**Entries**
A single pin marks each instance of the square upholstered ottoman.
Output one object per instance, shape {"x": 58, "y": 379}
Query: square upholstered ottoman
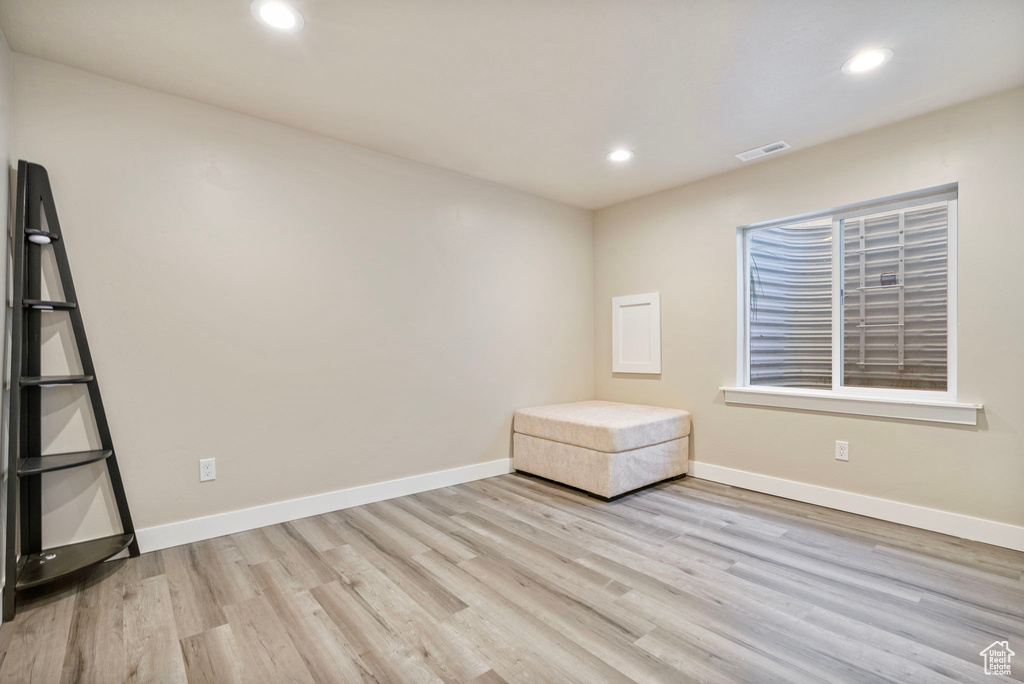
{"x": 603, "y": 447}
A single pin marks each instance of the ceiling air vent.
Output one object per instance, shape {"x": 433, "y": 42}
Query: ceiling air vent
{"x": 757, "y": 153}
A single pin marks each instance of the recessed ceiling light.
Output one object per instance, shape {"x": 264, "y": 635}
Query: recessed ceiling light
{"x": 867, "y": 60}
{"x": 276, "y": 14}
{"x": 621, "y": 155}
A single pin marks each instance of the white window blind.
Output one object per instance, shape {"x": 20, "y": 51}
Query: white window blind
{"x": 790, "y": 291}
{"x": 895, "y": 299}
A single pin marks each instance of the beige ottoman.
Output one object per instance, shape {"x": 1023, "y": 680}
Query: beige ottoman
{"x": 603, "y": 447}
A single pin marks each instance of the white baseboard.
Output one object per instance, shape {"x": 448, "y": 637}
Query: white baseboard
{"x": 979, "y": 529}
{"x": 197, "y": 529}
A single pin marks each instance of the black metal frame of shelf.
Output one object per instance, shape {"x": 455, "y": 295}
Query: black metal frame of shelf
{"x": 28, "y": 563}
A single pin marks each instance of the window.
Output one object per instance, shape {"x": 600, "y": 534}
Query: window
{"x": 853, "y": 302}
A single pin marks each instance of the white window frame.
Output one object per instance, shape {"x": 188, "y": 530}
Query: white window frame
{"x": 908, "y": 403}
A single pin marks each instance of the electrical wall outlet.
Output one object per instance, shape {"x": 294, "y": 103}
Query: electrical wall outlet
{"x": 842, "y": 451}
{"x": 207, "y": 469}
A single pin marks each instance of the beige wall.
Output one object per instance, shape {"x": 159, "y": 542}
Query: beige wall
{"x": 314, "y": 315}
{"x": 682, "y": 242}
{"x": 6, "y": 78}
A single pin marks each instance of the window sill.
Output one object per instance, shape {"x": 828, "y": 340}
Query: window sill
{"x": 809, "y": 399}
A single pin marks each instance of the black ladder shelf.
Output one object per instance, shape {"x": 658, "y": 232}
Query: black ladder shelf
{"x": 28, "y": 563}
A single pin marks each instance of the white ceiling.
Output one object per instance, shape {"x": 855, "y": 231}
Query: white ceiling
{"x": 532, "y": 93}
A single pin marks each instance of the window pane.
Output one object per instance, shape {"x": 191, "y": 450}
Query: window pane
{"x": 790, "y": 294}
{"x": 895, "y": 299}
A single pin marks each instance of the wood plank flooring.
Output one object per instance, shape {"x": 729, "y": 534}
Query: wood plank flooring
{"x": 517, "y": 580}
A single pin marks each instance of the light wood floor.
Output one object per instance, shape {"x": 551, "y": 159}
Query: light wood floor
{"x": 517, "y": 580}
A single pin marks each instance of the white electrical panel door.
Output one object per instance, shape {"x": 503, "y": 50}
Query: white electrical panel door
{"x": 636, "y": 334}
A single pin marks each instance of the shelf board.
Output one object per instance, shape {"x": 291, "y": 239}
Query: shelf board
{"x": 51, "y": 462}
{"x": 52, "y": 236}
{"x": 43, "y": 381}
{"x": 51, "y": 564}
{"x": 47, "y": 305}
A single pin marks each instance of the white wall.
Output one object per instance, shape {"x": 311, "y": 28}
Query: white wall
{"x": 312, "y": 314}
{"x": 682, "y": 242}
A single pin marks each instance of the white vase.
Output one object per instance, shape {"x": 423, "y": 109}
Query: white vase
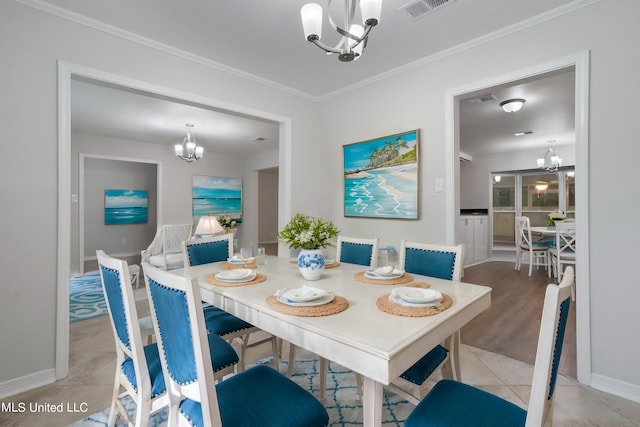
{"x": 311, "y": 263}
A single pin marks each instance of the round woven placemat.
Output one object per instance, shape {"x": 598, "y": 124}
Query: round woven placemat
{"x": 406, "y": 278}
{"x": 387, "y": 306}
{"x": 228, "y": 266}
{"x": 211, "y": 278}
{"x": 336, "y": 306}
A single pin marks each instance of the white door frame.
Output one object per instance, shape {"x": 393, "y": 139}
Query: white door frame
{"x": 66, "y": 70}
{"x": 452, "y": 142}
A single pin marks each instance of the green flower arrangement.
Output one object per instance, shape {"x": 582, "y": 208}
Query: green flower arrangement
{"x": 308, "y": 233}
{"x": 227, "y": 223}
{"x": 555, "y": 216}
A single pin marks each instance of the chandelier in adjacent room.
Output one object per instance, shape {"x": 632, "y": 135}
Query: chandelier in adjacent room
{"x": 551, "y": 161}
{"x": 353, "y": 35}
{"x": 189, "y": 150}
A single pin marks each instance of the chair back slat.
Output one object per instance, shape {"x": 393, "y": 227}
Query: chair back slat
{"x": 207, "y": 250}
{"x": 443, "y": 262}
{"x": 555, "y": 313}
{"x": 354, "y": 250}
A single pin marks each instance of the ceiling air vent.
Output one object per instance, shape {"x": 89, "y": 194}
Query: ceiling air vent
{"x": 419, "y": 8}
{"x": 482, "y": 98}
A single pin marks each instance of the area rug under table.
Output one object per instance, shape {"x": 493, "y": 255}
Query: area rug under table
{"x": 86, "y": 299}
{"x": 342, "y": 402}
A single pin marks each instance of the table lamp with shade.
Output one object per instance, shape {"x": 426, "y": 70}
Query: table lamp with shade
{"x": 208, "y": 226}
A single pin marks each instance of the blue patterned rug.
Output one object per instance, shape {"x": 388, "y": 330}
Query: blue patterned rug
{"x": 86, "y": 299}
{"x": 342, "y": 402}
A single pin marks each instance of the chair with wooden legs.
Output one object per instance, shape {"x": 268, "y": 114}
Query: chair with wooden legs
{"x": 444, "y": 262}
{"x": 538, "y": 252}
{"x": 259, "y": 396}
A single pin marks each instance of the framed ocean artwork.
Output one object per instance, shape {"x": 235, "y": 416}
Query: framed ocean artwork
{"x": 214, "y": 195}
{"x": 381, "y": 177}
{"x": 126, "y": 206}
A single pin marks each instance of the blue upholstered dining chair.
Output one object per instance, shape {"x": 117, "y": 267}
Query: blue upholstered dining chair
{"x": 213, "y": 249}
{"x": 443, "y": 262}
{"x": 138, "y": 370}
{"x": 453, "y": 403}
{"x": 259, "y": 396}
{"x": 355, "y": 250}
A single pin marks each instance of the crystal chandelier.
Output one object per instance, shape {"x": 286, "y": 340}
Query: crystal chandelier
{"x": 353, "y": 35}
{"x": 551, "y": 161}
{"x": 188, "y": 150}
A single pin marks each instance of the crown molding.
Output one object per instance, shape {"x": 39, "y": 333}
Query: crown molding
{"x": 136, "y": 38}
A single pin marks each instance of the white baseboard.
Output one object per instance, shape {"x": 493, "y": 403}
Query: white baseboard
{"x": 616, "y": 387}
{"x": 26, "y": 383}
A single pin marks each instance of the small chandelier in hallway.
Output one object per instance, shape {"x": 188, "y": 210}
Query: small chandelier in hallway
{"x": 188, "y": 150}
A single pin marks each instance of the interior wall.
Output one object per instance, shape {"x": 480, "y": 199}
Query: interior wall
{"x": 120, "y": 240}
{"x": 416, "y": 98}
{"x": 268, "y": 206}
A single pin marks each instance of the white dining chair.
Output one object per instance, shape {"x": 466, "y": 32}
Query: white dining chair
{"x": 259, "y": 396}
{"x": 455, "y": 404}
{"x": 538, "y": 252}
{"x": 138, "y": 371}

**Short exercise**
Repeat everything in the data from the line containing "A single pin marks each instance of the framed" down to the final line, word for word.

**Exercise solution**
A single pin marks each instance of the framed ocean artwork.
Output one object per instance, shape {"x": 235, "y": 416}
Query: framed ocean artwork
{"x": 214, "y": 195}
{"x": 381, "y": 177}
{"x": 126, "y": 206}
A single pin marks each instance of the blue upholstered dining chair.
Output one object per instance, shape {"x": 117, "y": 267}
Query: blue upholstered dining chair
{"x": 213, "y": 249}
{"x": 443, "y": 262}
{"x": 138, "y": 370}
{"x": 453, "y": 403}
{"x": 259, "y": 396}
{"x": 355, "y": 250}
A single pin marks each instance of the crystal chandelier.
Output one object per instance, shape {"x": 286, "y": 340}
Query: crystal chandelier
{"x": 353, "y": 35}
{"x": 551, "y": 161}
{"x": 188, "y": 150}
A single pin marks each instance of the crown molding.
Output one object per instance, shape {"x": 39, "y": 333}
Query: crown molding
{"x": 136, "y": 38}
A single pin marks each instance of the white baseboard.
Output one object per instance, shape {"x": 493, "y": 403}
Query: white baseboard
{"x": 616, "y": 387}
{"x": 26, "y": 383}
A single pin marks each instance of the small chandelier in hallway.
Output one object per instance, shape {"x": 188, "y": 210}
Query: small chandelier in hallway
{"x": 188, "y": 150}
A single pin marks each instance of the interior wall.
Output one object per instance, shape {"x": 480, "y": 199}
Query: interior wall
{"x": 120, "y": 240}
{"x": 416, "y": 98}
{"x": 268, "y": 206}
A single pin marks each instance of the white dining chair.
Output one object per instance, shape {"x": 466, "y": 32}
Query: white dining chair
{"x": 259, "y": 396}
{"x": 455, "y": 404}
{"x": 538, "y": 252}
{"x": 138, "y": 371}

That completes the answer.